**PASSAGE SHOWN**.
== == ==

UT Austin Department of Biomedical Engineering associate professor Ed Castillo, along with collaborators from Michigan-based Corewell Health, are spearheading image analysis advancements with machine learning.  

The goal is to develop imaging-based predictive modeling to improve clinical decision making and assessments of therapeutic efficacy for chronic obstructive pulmonary disease (COPD).  

Castillo, Dr. Girish Nair, M.D. and Lili Zhao received a four-year, $1.38 Million grant from the National Institutes of Health (NIH) to showcase novel manners in which CT scans can help physicians identify patients at risk of disease progression and improve COPD survival rates. 

Why the research matters: 

COPD is the third-leading cause of death in the United States. It refers to a group of diseases that cause airflow blockage and breathing-related problems, including emphysema and chronic bronchitis.  

According to the CDC, approximately 16 million Americans live with COPD. Early intervention is crucial for slowing COPD progression and improving a patient’s quality of life.  

Current methods using quantitative computer tomography, also known as a CT scan, are based on analyzing variations in Hounsfield Units (HU). These are measurements used by radiologists to interpret images from the scan. While the units are fairly accurate in displaying the progression of COPD, their values are known to be dependent upon the breathing of the patient.

== == ==

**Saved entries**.

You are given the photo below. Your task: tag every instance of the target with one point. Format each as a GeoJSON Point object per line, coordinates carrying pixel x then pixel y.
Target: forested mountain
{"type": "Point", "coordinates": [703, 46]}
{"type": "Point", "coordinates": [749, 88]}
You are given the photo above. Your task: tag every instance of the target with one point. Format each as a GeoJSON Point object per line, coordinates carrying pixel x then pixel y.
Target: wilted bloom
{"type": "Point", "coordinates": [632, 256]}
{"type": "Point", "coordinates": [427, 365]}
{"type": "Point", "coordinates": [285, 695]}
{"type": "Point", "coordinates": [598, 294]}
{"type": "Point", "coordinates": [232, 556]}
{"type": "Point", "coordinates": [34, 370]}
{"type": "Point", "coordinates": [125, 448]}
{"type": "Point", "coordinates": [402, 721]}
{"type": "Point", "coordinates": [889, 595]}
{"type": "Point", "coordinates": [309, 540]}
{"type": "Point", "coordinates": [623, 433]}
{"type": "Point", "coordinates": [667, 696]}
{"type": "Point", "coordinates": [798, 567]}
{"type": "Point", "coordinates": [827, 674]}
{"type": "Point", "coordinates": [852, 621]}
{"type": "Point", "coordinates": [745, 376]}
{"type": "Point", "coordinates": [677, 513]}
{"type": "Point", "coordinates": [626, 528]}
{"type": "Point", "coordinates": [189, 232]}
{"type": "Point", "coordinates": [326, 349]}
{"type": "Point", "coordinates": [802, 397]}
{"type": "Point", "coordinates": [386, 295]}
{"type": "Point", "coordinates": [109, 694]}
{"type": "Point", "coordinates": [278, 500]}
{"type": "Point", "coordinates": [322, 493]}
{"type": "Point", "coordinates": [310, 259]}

== == ==

**TASKS TO CARRY OUT**.
a: Print the passage about the COPD imaging research word for word, starting with "UT Austin Department" and going on through "pulmonary disease (COPD).".
b: Pick up the text on CT imaging for COPD right after its final sentence and keep writing it.

**YOUR RESPONSES**.
a:
UT Austin Department of Biomedical Engineering associate professor Ed Castillo, along with collaborators from Michigan-based Corewell Health, are spearheading image analysis advancements with machine learning.  

The goal is to develop imaging-based predictive modeling to improve clinical decision making and assessments of therapeutic efficacy for chronic obstructive pulmonary disease (COPD).

b:
Consequently, these methods struggle with reproducibility and rely on normalization techniques to account for a patient breathing differently each time a scan is completed.  

What the goal of the research is: 

To address this, a robust class of CT-derived ventilation (CTV) methods has been developed, which accurately characterizes breathing-induced volume changes. These methods demonstrated a high correlation with ground truth lung function imaging in initial studies.

Recently, this framework has been extended to calculate changes in the amount of blood mass circulating within a patient’s breathing lungs as a surrogate for pulmonary perfusion—which is needed for the oxygen/carbon dioxide gas exchange that occurs during breathing. The end result is an imaging-based CT-Perfusion (CTP) estimate. Together, CTV and CTP create CT-derived functional imaging (CTFI). This is the first methodology to mathematically describe changes in respiratory HU values in terms of airflow and blood flow.  

This allows for the computation of VQ (ventilation/perfusion) ratio imaging that is inherently normalized to how a patient breathes. As a result, CTFI has the potential to detect and quantify early signs associated with the severity of COPD on CT images. 

Castillo, Dr. Nair, and Zhao aim to prove that a CTFI-based machine learning model is more accurate in determining COPD disease progression and survival rates than traditional methods. 

What happens next: 

The researchers are working to create an automated computational imaging system that can analyze pairs of CT images taken when someone breathes in and out. They'll use machine learning and other advanced computational techniques to convert images into practical information that will help physicians understand the severity of COPD in a patient and predict survival rates.

Unlike current methods, their system should work well no matter how the patient is breathing, consequently aiding physicians in making clinical decisions and evaluating treatment efficacy.